Task instructions:
Pick out every line in the material below that contains the string "water". Copy each of those lines in full.

Material for this exercise:
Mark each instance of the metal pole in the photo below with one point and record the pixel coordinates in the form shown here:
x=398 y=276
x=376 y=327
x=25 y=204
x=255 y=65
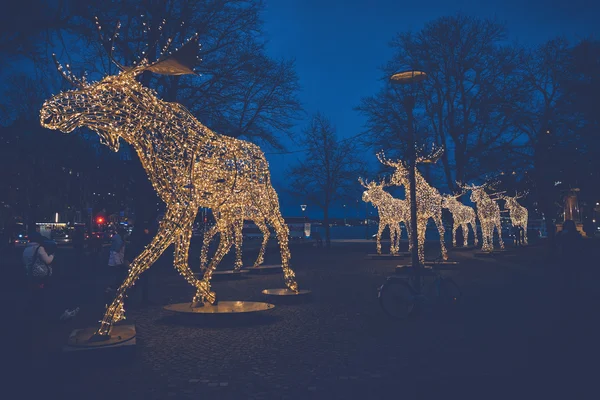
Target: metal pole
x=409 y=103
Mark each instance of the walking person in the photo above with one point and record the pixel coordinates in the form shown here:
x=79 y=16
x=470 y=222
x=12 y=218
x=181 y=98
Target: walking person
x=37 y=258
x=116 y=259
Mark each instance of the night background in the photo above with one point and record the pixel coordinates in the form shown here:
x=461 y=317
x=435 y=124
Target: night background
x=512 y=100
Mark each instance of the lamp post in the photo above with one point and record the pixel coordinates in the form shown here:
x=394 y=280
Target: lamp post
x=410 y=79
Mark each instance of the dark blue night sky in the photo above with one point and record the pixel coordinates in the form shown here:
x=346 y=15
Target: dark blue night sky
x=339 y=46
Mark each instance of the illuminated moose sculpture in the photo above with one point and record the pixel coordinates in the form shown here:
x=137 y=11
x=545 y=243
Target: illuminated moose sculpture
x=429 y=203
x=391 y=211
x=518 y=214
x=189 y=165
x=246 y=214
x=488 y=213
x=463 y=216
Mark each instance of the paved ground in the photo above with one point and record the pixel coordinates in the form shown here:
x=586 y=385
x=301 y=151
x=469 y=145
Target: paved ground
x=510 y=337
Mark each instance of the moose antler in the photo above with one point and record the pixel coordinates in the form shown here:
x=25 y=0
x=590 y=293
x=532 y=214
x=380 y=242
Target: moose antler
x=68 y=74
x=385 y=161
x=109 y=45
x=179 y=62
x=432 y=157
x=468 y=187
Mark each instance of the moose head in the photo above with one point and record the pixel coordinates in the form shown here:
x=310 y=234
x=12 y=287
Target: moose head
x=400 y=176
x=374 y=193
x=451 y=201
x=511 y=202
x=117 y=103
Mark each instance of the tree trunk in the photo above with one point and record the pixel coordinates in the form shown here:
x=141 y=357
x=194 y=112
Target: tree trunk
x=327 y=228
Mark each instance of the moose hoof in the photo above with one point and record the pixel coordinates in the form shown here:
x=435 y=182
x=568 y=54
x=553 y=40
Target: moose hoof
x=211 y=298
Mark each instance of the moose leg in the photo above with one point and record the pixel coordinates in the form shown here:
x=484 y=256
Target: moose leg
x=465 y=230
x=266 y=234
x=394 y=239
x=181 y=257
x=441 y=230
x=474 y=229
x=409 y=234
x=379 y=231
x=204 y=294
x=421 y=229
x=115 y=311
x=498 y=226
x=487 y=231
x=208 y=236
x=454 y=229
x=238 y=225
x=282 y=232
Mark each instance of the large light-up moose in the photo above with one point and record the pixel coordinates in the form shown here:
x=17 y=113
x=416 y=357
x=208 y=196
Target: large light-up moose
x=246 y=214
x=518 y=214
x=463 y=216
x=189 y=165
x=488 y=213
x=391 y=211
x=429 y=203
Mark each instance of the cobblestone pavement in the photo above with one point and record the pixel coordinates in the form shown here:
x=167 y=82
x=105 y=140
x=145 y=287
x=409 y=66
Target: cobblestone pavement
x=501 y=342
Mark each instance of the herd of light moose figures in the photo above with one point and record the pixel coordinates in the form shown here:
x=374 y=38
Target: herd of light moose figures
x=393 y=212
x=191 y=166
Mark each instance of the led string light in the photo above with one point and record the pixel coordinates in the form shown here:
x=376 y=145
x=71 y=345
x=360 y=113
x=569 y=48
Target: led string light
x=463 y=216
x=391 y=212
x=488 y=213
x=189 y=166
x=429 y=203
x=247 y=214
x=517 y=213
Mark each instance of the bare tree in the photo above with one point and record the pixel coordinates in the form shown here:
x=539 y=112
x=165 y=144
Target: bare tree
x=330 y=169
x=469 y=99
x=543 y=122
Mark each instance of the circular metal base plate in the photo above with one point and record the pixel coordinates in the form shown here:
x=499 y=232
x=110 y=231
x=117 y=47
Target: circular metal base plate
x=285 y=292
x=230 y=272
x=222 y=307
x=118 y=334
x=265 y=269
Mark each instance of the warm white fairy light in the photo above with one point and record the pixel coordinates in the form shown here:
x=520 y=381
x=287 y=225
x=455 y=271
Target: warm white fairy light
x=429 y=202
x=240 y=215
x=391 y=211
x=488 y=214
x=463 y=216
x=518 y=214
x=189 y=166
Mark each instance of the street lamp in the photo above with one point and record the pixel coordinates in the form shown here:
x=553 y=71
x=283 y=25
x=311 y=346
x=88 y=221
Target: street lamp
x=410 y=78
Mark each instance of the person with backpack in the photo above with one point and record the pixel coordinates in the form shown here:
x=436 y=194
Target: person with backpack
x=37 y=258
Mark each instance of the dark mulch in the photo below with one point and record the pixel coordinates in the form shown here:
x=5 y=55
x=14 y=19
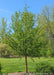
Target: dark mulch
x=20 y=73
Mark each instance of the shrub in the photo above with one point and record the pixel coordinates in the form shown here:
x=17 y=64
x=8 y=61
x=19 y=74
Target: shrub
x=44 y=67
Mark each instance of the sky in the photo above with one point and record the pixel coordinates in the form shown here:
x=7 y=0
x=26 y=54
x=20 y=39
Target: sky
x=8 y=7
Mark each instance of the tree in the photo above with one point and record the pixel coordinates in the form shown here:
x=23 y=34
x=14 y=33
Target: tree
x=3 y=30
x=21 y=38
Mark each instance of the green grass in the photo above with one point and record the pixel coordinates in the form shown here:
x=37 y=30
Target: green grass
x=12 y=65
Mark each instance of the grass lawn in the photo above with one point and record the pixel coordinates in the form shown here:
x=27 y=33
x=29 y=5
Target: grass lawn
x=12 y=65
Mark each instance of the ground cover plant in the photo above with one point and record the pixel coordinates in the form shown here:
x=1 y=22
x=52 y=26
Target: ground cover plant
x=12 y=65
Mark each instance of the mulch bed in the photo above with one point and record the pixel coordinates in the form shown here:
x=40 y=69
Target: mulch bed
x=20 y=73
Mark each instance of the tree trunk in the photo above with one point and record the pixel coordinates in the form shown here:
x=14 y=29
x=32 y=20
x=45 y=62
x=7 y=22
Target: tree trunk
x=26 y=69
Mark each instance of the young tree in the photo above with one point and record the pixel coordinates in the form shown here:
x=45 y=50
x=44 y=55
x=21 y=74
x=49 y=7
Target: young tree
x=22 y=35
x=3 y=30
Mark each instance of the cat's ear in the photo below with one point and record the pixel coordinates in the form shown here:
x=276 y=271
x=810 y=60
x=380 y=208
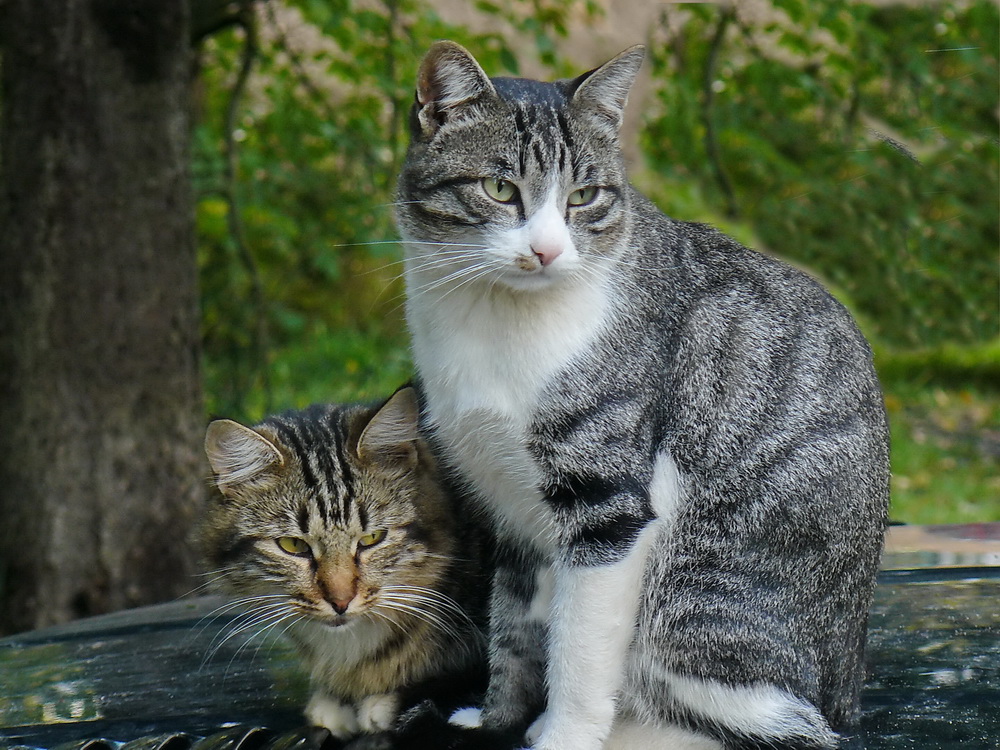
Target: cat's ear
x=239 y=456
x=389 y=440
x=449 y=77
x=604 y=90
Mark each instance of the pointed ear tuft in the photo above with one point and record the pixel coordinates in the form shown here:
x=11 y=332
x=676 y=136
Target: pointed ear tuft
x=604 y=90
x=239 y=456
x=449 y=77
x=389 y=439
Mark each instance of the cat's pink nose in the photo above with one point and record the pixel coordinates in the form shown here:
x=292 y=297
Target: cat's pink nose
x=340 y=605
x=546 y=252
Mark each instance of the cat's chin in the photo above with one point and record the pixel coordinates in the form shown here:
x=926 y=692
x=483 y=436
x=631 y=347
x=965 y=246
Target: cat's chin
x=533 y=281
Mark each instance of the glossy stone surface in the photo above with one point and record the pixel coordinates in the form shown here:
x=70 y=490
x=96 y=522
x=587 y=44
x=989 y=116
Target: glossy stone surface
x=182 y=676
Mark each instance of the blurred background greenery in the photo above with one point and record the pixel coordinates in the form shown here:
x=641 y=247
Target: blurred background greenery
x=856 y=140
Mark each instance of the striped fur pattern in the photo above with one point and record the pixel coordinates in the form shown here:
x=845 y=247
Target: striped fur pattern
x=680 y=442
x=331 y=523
---
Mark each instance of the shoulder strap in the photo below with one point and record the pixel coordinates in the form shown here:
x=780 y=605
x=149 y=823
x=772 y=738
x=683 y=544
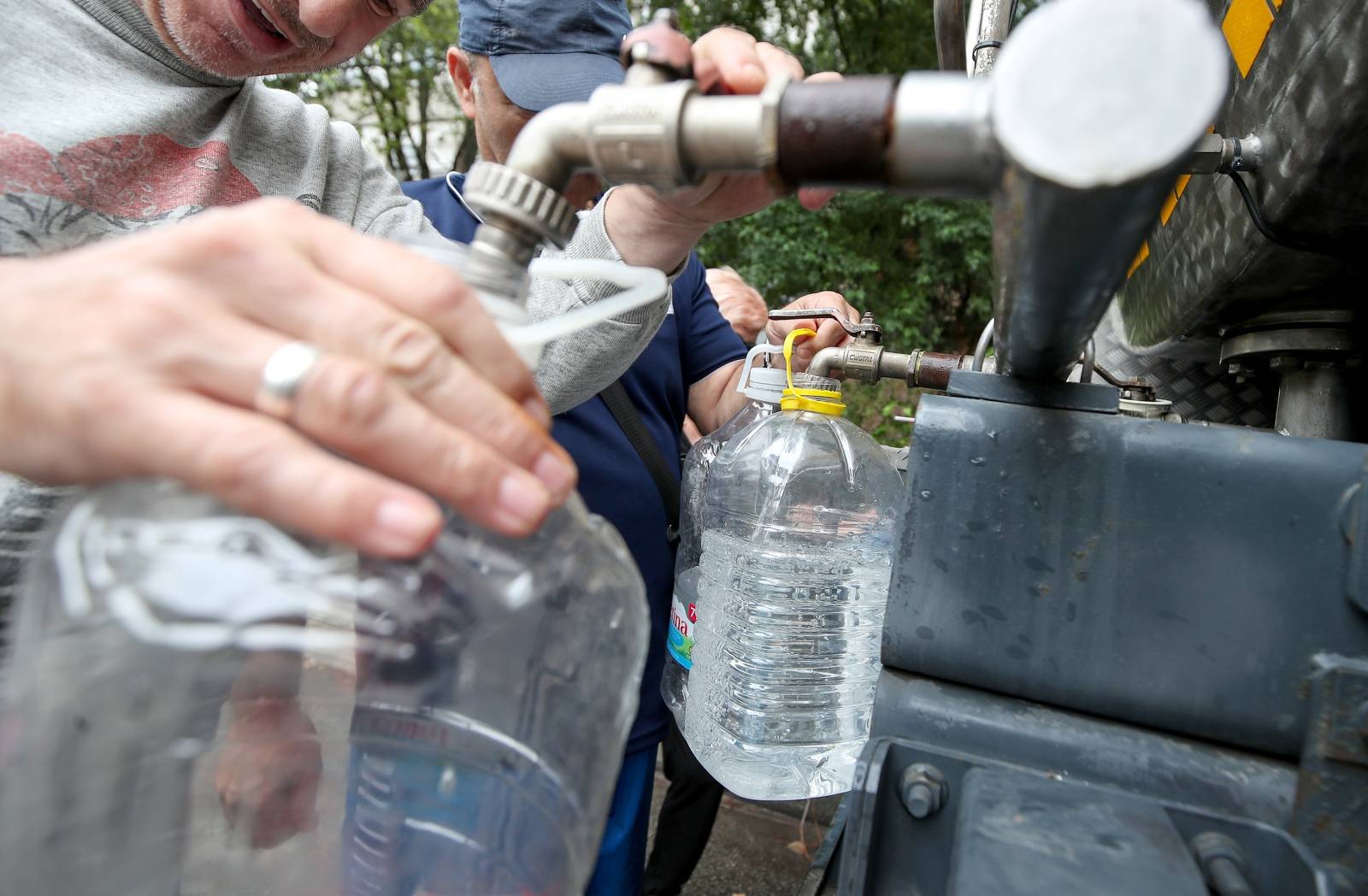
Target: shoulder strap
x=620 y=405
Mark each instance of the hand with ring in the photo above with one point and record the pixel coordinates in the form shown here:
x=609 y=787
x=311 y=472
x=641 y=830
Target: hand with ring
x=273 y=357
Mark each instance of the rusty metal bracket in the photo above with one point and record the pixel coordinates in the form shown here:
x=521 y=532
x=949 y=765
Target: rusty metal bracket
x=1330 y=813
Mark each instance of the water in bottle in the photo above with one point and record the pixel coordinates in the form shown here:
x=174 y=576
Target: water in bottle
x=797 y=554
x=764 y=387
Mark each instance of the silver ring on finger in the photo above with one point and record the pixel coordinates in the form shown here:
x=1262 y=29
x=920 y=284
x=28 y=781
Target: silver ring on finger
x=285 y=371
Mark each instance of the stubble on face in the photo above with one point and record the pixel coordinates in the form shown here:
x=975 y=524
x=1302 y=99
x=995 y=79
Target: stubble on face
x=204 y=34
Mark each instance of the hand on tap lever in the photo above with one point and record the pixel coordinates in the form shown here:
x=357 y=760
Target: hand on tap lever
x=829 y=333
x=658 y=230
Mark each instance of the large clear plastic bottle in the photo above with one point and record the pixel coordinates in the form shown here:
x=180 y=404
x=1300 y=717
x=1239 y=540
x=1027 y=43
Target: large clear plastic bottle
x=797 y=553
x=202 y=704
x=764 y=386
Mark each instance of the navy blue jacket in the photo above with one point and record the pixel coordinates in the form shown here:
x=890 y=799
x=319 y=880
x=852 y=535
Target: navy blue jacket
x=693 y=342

Task answer:
Mark each instance of the water in bottle in the photo above with one point and record the pixel coordinates in the form shown here:
Target: water in bottle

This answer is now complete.